*Try it*
Report every line of the records below that contains the word "clicks", copying each such line in full. Only matches in the same case count.
........
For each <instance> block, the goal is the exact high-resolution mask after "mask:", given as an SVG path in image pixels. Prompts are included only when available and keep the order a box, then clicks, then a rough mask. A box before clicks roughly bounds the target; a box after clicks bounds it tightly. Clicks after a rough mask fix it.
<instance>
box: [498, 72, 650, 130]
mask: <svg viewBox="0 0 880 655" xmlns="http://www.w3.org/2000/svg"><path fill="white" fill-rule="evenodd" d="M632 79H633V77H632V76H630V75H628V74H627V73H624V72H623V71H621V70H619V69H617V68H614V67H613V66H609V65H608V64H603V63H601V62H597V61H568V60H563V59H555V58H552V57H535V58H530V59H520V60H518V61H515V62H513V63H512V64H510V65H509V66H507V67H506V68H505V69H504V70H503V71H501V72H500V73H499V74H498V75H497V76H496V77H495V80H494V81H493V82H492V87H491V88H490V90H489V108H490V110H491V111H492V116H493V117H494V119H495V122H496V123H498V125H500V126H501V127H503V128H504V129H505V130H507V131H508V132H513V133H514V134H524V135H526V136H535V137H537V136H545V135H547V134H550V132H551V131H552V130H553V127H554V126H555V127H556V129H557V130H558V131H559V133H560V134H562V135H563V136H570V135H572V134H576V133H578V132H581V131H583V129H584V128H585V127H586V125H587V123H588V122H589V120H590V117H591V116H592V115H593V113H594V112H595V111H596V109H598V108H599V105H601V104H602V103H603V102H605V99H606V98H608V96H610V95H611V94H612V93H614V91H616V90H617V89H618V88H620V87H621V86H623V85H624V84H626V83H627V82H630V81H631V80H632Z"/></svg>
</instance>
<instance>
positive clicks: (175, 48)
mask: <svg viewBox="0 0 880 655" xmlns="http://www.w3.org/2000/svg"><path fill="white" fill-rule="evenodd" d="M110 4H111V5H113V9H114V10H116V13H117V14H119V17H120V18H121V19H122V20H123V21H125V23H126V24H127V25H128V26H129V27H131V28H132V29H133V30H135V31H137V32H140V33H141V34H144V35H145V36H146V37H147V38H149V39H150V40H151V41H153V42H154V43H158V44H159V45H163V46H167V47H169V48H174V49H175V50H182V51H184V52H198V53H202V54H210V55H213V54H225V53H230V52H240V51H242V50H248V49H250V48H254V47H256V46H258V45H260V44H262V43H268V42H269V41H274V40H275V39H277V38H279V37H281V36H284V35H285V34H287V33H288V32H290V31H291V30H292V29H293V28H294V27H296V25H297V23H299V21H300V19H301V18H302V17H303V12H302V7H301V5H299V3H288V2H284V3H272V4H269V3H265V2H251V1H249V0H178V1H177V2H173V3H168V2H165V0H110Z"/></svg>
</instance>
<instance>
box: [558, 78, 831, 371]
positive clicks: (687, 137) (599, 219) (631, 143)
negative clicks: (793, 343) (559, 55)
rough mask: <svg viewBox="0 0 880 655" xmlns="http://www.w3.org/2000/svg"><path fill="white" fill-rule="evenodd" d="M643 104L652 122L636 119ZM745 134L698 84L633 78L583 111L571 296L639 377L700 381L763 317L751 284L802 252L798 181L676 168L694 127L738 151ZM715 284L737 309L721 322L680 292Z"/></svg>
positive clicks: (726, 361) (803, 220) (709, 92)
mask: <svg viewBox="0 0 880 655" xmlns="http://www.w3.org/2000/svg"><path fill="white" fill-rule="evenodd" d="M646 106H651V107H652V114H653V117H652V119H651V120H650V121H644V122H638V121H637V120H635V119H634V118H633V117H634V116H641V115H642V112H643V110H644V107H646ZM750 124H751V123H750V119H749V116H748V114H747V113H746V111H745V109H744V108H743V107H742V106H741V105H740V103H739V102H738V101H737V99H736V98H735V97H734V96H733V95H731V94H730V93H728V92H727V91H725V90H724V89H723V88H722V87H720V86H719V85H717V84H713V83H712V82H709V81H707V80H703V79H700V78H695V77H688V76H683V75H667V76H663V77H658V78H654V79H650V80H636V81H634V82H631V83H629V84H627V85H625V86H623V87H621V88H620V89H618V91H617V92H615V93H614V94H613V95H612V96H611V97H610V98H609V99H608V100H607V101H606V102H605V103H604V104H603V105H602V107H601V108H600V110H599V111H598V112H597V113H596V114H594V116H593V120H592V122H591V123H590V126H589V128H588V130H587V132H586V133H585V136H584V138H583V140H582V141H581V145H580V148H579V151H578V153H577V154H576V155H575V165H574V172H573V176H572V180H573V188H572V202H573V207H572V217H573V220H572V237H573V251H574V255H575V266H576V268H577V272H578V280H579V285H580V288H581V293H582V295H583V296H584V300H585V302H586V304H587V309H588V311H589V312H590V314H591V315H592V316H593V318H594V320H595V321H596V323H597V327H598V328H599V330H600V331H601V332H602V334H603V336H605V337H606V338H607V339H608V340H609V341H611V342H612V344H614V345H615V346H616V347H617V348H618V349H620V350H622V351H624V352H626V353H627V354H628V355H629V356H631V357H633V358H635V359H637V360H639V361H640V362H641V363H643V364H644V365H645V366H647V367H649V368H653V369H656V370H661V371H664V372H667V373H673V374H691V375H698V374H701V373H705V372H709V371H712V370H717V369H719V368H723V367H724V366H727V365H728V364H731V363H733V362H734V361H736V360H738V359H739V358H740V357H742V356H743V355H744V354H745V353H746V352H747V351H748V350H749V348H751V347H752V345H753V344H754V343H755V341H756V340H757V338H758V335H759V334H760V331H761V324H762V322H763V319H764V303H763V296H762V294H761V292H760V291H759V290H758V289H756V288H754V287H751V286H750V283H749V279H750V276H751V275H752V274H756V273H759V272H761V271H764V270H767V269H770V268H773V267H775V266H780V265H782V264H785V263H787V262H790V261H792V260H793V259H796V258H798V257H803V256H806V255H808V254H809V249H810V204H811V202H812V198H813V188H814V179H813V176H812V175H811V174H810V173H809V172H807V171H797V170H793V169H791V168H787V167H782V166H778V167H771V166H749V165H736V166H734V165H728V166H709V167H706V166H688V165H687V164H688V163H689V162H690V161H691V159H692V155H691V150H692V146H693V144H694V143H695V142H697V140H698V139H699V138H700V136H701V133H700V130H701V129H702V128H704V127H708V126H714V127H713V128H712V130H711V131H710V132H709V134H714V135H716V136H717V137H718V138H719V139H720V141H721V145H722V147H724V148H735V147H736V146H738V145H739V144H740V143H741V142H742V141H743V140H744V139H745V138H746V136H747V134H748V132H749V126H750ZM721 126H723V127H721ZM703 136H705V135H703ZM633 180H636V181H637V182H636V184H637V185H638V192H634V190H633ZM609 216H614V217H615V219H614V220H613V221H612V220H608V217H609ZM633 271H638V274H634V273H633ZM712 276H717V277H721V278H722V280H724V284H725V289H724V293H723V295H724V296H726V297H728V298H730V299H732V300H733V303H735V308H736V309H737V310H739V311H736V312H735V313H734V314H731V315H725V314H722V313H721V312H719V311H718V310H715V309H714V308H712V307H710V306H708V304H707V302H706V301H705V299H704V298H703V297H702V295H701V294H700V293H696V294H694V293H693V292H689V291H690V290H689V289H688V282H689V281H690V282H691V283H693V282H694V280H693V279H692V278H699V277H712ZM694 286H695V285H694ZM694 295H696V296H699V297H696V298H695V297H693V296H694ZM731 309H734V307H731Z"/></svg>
........
*Reply*
For each <instance> block, the goal is the exact high-resolution mask after "mask:", given as an SVG path in image pixels. Prompts are included only when available and keep the order a box, then clicks, then a rough mask. A box before clicks roughly bounds the target; a box after clicks bounds it tightly. Clicks after a rough mask fix it.
positive clicks: (175, 48)
positive clicks: (687, 137) (599, 219) (631, 143)
negative clicks: (793, 343) (559, 55)
positive clicks: (726, 361) (803, 220) (709, 92)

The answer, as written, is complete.